§ Task description: All of the entries below must be copied out exactly.

[Stored data entries]
━━━━━━
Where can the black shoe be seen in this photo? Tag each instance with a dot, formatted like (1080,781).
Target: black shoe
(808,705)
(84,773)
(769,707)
━━━━━━
§ Worked solution:
Where can the black shoe be seen in this photo? Tag each instance with a dot, formatted like (1080,781).
Target: black shoe
(808,705)
(84,773)
(769,707)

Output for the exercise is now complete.